BRIEF: Write the next part of the article on dating shows that have cast women of color as leads, starting right after its final sentence.

EXERCISE PASSAGE:
Entertainment

How Many Dating Shows Had Women Of Color As Leads?

by Jordana Lipsitz
ABC

It's more than a little depressing that it took 12 seasons of The Bachelorette to finally cast a person of color as the lead. However, instead of feeling disappointed it's taken this long, we should try to be happy that Rachel Lindsay will be the first black Bachelorette — as announced on Jimmy Kimmel on Feb. 13. While this is a staggering breakthrough in reality television, it also has me wondering how many dating shows have had women of color as leads? It turns out, quite a few shows got with the times before ABC. In fact, the 31-year-old attorney who is still competing for the heart of Nick Viall on this season of The Bachelor isn't the first woman of color to lead a dating show at all.

Many fans of another popular dating series, VH1's I Love New York, went to Twitter to express that, sure, this diversity news is good for The Bachelor franchise as it has only cast one other person of color, American-born Venezuelan Juan Pablo Galavis. But lest we forget — and Twitter certainly won't let us — that Tiffany "New York" Pollard, a previous contestant on the Flavor Flav-led dating show, The Flavor of Love, had her own show in which she chose a TV life partner from a group of contestants, I Love New York.

DATA UNDER STUDY:

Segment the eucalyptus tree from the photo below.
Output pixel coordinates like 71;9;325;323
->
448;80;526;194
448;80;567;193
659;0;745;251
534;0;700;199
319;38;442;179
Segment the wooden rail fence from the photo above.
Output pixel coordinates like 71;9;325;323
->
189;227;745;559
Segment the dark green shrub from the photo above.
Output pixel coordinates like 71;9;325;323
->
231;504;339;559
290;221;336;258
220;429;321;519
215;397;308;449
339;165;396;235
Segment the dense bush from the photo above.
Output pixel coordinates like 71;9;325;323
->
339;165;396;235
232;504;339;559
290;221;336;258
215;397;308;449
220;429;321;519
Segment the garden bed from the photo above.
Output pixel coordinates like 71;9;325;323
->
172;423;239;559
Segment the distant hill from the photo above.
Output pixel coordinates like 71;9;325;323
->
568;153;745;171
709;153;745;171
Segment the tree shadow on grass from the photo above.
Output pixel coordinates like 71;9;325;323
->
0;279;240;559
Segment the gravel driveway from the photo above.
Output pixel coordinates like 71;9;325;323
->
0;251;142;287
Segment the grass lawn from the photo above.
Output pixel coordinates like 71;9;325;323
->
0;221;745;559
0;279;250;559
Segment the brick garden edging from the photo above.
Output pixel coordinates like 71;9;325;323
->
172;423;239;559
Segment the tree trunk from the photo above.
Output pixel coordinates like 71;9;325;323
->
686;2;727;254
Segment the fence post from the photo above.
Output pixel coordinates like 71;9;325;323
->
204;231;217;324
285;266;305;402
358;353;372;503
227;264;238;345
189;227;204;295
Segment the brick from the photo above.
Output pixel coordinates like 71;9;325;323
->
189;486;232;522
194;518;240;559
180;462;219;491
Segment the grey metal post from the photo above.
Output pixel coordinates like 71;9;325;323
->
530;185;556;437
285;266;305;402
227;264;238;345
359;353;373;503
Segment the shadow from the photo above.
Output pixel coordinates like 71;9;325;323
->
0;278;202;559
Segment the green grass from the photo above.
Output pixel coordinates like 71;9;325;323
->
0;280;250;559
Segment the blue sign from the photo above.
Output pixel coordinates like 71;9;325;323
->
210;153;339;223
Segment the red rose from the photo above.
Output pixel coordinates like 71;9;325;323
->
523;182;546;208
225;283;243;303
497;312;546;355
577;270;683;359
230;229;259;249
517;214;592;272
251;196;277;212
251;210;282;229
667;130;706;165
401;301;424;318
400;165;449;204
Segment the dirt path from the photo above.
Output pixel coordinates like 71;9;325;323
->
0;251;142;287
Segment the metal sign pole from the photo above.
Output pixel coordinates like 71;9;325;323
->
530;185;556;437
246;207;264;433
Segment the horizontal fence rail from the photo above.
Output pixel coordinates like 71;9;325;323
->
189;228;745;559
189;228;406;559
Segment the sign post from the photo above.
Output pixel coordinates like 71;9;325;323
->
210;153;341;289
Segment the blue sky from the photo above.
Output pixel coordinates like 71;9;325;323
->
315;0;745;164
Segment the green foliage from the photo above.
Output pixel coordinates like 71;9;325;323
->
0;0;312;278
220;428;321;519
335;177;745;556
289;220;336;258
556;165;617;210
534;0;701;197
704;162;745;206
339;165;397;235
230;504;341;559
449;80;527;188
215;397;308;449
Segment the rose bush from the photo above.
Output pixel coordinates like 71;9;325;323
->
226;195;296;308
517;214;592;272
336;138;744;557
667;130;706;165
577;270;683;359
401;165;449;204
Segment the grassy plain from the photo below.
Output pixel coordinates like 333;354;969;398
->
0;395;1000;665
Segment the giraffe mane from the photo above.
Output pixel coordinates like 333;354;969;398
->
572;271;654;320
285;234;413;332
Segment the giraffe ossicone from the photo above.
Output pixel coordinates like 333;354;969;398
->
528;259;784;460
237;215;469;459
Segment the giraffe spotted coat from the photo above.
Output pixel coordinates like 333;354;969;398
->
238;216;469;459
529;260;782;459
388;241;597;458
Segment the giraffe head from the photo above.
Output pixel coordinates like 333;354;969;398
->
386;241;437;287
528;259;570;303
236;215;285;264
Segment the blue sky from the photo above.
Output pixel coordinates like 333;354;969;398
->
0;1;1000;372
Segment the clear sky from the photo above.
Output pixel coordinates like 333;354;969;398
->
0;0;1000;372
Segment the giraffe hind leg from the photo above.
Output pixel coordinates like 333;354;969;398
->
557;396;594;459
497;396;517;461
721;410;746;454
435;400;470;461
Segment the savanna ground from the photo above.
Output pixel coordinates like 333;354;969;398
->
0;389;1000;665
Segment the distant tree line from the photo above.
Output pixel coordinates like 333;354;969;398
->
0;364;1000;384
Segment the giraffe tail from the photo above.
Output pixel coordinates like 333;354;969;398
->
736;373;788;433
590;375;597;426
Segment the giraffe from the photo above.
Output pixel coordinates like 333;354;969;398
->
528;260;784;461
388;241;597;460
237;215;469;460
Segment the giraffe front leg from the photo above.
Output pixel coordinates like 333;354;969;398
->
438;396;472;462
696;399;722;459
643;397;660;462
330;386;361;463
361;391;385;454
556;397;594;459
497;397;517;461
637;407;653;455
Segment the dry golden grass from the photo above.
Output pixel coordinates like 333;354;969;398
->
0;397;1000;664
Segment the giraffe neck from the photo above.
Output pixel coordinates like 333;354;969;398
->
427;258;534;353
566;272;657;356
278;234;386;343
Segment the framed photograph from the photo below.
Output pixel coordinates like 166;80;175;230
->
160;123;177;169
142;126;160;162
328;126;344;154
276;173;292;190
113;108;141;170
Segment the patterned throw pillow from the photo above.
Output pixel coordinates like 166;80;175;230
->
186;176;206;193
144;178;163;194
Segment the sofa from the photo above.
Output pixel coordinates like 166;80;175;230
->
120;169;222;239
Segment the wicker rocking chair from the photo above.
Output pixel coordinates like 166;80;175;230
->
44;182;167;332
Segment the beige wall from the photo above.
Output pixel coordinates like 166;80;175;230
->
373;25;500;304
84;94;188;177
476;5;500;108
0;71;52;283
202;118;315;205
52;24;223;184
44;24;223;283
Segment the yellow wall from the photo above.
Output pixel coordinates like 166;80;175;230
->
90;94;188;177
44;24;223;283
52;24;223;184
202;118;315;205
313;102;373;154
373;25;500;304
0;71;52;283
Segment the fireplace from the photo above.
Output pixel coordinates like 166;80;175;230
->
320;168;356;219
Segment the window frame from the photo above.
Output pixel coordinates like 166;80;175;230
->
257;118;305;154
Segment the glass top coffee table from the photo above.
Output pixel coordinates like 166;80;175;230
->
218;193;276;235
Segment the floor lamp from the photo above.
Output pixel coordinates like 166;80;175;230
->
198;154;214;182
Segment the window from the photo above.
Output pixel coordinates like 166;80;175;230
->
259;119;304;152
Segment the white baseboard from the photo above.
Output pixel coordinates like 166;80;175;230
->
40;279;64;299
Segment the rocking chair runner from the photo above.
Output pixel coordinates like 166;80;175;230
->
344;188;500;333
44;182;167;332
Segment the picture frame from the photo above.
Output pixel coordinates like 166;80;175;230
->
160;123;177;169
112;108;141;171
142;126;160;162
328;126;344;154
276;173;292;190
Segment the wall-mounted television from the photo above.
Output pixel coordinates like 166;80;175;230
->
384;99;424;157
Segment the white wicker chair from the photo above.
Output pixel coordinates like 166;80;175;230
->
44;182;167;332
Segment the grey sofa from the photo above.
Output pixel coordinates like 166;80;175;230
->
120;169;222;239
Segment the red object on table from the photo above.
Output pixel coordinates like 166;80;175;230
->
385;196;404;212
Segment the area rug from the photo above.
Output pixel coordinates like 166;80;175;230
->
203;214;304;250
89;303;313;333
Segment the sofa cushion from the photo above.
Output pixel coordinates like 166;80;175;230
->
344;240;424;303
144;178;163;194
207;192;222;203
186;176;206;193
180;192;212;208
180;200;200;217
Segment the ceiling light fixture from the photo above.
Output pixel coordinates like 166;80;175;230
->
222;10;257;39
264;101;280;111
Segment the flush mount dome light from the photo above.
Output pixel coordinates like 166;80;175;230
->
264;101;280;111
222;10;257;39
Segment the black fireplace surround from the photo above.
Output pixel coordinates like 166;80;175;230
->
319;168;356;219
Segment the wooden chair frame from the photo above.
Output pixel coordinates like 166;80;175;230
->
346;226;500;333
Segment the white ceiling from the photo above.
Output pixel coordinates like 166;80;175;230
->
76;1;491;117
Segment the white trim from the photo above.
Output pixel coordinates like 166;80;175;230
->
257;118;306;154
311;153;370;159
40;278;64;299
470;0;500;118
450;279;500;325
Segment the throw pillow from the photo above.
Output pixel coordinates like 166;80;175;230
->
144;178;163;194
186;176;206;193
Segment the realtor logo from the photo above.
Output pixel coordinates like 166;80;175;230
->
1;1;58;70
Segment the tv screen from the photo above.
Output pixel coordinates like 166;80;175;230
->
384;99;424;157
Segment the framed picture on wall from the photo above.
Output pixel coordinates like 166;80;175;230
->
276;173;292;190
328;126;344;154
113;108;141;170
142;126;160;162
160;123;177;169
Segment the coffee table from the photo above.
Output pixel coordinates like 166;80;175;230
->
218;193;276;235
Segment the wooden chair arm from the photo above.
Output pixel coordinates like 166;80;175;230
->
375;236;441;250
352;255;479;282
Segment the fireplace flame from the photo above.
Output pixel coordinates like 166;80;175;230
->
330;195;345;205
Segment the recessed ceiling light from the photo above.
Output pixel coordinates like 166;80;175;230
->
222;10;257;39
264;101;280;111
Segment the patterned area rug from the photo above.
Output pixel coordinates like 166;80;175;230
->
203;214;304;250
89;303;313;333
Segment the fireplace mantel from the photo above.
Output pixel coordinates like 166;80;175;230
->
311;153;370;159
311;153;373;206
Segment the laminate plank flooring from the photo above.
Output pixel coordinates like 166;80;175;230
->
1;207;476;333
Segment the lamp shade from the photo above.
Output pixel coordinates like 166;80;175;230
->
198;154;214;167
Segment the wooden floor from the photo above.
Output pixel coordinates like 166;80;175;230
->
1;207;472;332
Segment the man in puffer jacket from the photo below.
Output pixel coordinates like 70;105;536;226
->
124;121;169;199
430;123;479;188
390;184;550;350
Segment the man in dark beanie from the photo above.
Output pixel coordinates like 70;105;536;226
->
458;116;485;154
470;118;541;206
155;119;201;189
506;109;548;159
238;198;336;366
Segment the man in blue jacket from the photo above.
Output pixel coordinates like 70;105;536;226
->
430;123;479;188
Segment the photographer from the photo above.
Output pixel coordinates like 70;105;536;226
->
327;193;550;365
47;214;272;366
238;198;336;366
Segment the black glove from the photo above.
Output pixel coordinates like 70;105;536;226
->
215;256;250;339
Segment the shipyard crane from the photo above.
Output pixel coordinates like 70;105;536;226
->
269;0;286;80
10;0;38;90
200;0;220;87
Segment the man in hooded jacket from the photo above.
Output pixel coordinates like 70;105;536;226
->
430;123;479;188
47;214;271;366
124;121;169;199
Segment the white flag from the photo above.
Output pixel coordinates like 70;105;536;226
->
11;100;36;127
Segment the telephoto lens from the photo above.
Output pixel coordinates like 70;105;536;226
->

EXPECTED ANSWER:
Pollard's show not only boasted high ratings and lasted two seasons, but also boosted her reality television career. Both the premiere and finale episodes of the first season pulled in a little over 4 million viewers, according to The Hollywood Reporter. The publication also shared that, back in 2007, I Love New York was the "second-highest-rated season of any VH1 series ever, behind Flavor of Love." If that isn't proof that audiences were and are looking for more diverse television personalities, I don't know what is. New York would go on to appear on other shows including Botched, The Next :15, Celebrity Big Brother, Family Therapy, and yet another dating show on E! titled Famously Single.

Another woman of color who continues to pop up in the dating show scene on the FYI network, is Monet Bell. She first appeared on Married at First Sight, a show that follows three couples, paired up by relationship experts, who agree to get married upon first meeting and live together for six weeks. During the season finale, the new couples decide whether or not they will stay together or divorce. The show has carried on for three more seasons since Bell's stint in 2014 with a diverse cast each time. According to a network press release made after the Season 1 finale, the show was the most-watched telecast in FYI history.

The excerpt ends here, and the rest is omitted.